[Opening RECORDS PROVIDED section]
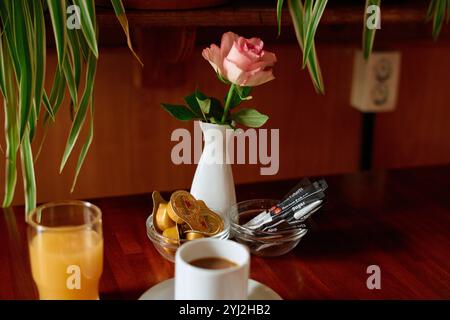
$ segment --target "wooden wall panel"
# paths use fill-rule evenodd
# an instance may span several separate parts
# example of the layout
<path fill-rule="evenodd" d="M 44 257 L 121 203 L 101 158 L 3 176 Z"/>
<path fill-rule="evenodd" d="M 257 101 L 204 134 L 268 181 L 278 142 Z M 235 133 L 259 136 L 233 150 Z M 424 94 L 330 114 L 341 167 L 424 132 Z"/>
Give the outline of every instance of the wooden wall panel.
<path fill-rule="evenodd" d="M 377 115 L 373 165 L 450 163 L 450 44 L 400 48 L 397 109 Z"/>
<path fill-rule="evenodd" d="M 352 51 L 331 45 L 319 48 L 327 94 L 318 96 L 307 73 L 300 70 L 296 45 L 270 49 L 279 60 L 277 79 L 257 88 L 255 99 L 248 106 L 271 116 L 267 128 L 280 129 L 280 171 L 275 176 L 260 176 L 259 165 L 235 165 L 236 182 L 357 170 L 360 115 L 348 107 Z M 55 54 L 50 52 L 49 57 L 52 70 Z M 170 150 L 175 142 L 170 141 L 170 134 L 178 127 L 191 129 L 192 123 L 170 118 L 159 103 L 182 102 L 182 97 L 196 86 L 219 97 L 225 95 L 226 88 L 201 57 L 201 48 L 195 49 L 189 64 L 180 66 L 186 81 L 171 88 L 138 88 L 133 85 L 134 72 L 135 64 L 127 49 L 102 48 L 95 91 L 95 138 L 78 185 L 70 194 L 76 157 L 72 156 L 62 175 L 58 173 L 69 132 L 66 105 L 50 129 L 37 161 L 40 202 L 190 186 L 195 165 L 171 163 Z M 3 175 L 2 162 L 0 179 Z M 23 202 L 21 189 L 19 181 L 15 203 Z"/>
[Closing RECORDS PROVIDED section]
* **TASK TO COMPLETE**
Take the lines above from the top of the records through the one with "257 101 L 204" and repeat them exactly, without any pictures.

* **RESULT OF THE EXERCISE**
$ segment --target "wooden wall panel"
# paths use fill-rule evenodd
# an instance may span several separate parts
# example of the layout
<path fill-rule="evenodd" d="M 44 257 L 121 203 L 101 158 L 3 176 Z"/>
<path fill-rule="evenodd" d="M 257 101 L 204 134 L 268 181 L 278 142 Z M 235 133 L 259 136 L 233 150 Z M 424 94 L 330 114 L 341 167 L 424 132 Z"/>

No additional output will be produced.